▶ **Work item**
Search each line below for the word "metal" and list those that contain it.
Excerpted data section start
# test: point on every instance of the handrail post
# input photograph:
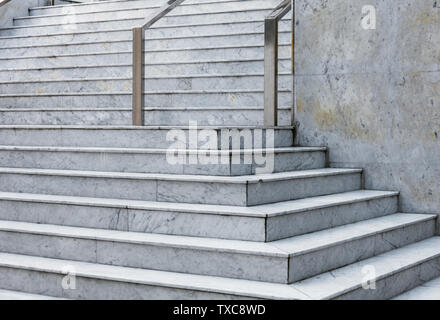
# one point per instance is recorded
(138, 79)
(139, 58)
(270, 72)
(293, 113)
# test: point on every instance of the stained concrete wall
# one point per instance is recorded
(373, 96)
(18, 8)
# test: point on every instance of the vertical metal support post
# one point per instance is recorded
(138, 78)
(270, 72)
(293, 113)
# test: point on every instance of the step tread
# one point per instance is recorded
(129, 30)
(261, 211)
(170, 92)
(150, 63)
(219, 108)
(337, 282)
(212, 48)
(66, 44)
(427, 291)
(181, 76)
(152, 27)
(17, 295)
(172, 14)
(246, 179)
(281, 248)
(136, 128)
(156, 278)
(158, 150)
(325, 286)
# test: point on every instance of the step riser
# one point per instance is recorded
(397, 283)
(281, 227)
(110, 100)
(113, 138)
(182, 14)
(95, 7)
(84, 71)
(53, 35)
(148, 221)
(96, 289)
(161, 56)
(315, 263)
(193, 261)
(124, 5)
(81, 18)
(94, 34)
(153, 163)
(126, 45)
(202, 262)
(117, 117)
(202, 18)
(200, 83)
(180, 191)
(69, 28)
(63, 73)
(189, 224)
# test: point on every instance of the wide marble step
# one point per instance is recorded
(203, 189)
(97, 281)
(167, 159)
(153, 116)
(17, 295)
(288, 260)
(427, 291)
(91, 70)
(214, 53)
(236, 10)
(119, 5)
(122, 30)
(121, 84)
(112, 45)
(96, 6)
(157, 99)
(405, 267)
(138, 137)
(268, 222)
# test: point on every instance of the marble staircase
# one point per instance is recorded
(86, 196)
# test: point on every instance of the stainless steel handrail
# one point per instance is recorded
(3, 2)
(271, 61)
(52, 2)
(138, 59)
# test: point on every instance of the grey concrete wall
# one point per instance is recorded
(373, 96)
(17, 8)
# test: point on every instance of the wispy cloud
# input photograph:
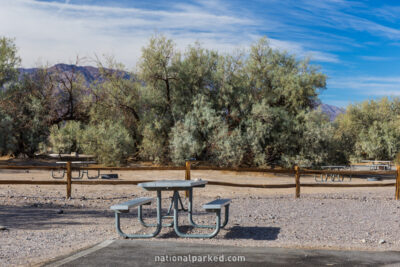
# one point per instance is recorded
(57, 31)
(376, 58)
(368, 85)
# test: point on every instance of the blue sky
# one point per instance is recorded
(356, 43)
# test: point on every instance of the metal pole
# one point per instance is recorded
(187, 176)
(297, 179)
(69, 176)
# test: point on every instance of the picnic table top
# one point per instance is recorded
(77, 162)
(172, 184)
(337, 167)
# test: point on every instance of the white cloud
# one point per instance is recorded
(368, 85)
(57, 32)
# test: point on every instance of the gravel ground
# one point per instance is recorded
(42, 228)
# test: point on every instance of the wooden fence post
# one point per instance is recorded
(397, 192)
(297, 178)
(187, 175)
(69, 176)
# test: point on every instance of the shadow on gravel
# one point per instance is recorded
(253, 232)
(39, 218)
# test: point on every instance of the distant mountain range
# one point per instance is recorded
(92, 73)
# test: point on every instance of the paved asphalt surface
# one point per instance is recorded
(153, 253)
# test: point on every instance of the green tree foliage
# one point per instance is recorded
(66, 139)
(251, 108)
(8, 61)
(109, 141)
(370, 130)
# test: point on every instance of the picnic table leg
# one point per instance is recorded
(180, 234)
(156, 232)
(190, 212)
(172, 203)
(142, 222)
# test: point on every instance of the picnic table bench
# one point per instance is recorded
(173, 185)
(60, 174)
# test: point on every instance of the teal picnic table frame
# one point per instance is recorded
(175, 186)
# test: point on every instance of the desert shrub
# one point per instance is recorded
(110, 142)
(67, 138)
(193, 136)
(7, 139)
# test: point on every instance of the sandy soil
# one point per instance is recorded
(41, 224)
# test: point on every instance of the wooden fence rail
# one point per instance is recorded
(297, 172)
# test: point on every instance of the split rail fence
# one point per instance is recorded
(296, 172)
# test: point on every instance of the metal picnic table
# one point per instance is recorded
(61, 173)
(176, 186)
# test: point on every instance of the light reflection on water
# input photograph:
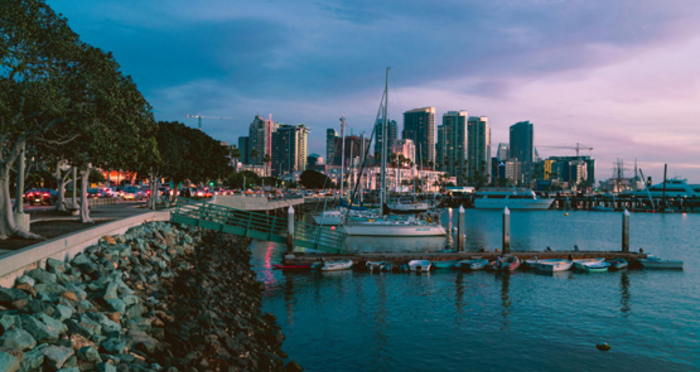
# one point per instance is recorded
(454, 321)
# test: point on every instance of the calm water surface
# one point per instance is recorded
(454, 321)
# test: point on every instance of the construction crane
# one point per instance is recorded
(200, 117)
(578, 148)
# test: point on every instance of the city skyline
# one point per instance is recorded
(620, 78)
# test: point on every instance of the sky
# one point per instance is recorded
(621, 76)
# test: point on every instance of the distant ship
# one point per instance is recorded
(499, 198)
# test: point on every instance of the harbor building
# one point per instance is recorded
(289, 149)
(522, 148)
(260, 136)
(478, 150)
(451, 149)
(391, 134)
(244, 148)
(419, 126)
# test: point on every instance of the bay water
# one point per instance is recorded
(449, 320)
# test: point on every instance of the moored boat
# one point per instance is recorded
(618, 264)
(509, 263)
(336, 265)
(652, 262)
(450, 264)
(595, 266)
(419, 265)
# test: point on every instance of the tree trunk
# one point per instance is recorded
(84, 208)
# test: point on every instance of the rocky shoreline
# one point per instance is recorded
(158, 298)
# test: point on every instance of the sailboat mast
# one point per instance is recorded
(384, 144)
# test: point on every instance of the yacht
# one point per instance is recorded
(499, 198)
(675, 188)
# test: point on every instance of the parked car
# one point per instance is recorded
(97, 193)
(41, 196)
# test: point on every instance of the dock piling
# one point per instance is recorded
(290, 230)
(626, 231)
(506, 231)
(460, 230)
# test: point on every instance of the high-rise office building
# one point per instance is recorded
(522, 148)
(419, 126)
(331, 139)
(244, 148)
(260, 135)
(391, 133)
(479, 149)
(289, 149)
(451, 149)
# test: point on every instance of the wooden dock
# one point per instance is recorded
(359, 259)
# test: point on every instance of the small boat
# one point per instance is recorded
(419, 265)
(555, 266)
(336, 265)
(652, 262)
(375, 265)
(509, 263)
(595, 266)
(618, 264)
(445, 264)
(478, 264)
(578, 264)
(291, 267)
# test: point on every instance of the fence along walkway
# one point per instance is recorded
(255, 225)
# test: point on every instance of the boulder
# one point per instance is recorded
(17, 338)
(8, 362)
(56, 356)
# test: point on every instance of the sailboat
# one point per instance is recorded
(384, 225)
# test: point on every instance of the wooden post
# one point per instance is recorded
(290, 230)
(626, 231)
(506, 231)
(460, 230)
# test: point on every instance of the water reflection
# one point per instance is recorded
(625, 294)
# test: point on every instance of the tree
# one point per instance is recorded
(315, 180)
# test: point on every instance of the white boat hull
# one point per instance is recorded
(380, 229)
(525, 204)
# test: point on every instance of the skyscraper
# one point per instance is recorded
(451, 150)
(331, 136)
(289, 149)
(391, 130)
(260, 134)
(522, 147)
(479, 150)
(419, 126)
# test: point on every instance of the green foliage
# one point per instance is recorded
(312, 179)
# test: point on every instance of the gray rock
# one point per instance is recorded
(111, 291)
(8, 295)
(40, 331)
(106, 367)
(7, 321)
(84, 326)
(56, 356)
(8, 362)
(17, 338)
(26, 279)
(114, 345)
(89, 354)
(55, 266)
(32, 360)
(42, 275)
(58, 325)
(63, 312)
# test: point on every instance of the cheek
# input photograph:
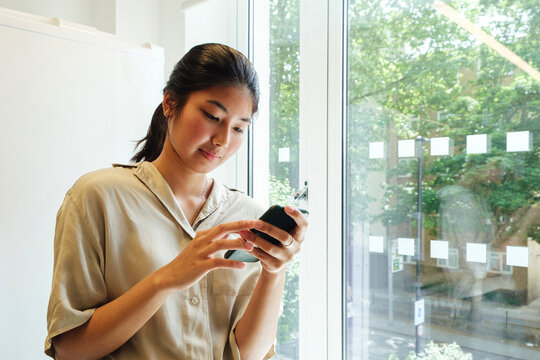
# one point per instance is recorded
(235, 144)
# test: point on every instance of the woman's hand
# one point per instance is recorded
(274, 258)
(197, 258)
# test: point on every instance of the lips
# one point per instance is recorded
(212, 156)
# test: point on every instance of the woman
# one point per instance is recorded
(139, 271)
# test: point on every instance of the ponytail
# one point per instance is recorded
(203, 67)
(155, 137)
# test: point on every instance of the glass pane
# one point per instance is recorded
(448, 98)
(277, 60)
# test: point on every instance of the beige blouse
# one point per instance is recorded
(120, 224)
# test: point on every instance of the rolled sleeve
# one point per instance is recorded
(78, 286)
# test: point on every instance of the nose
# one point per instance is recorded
(221, 139)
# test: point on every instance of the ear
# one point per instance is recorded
(168, 104)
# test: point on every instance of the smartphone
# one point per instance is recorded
(276, 216)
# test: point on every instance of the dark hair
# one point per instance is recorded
(203, 67)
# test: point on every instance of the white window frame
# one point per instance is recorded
(321, 157)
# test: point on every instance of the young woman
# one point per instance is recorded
(139, 271)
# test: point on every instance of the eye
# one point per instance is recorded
(210, 116)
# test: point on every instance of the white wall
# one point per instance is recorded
(32, 152)
(71, 101)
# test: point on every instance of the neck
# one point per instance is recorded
(183, 182)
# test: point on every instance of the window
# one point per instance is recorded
(453, 196)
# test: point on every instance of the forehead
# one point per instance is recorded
(236, 101)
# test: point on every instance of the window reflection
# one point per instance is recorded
(414, 72)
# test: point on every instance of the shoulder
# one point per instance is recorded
(103, 182)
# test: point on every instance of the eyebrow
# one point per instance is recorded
(222, 107)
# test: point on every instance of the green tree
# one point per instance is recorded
(431, 78)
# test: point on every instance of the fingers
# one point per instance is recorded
(221, 263)
(301, 222)
(222, 230)
(282, 253)
(228, 244)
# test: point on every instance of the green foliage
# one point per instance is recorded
(429, 77)
(435, 351)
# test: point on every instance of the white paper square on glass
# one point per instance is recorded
(518, 141)
(376, 150)
(406, 148)
(517, 256)
(477, 144)
(439, 249)
(441, 146)
(284, 154)
(476, 252)
(376, 244)
(406, 246)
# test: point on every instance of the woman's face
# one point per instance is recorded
(210, 128)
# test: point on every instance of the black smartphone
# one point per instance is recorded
(276, 216)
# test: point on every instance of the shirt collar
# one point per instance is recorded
(152, 178)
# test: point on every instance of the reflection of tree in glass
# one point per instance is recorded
(436, 80)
Excerpted data section end
▶ **Response to the task**
# test: point on every instance of the vertical metal support post
# test: point on every instance of the metal pole
# test: point on every instance of the metal picnic table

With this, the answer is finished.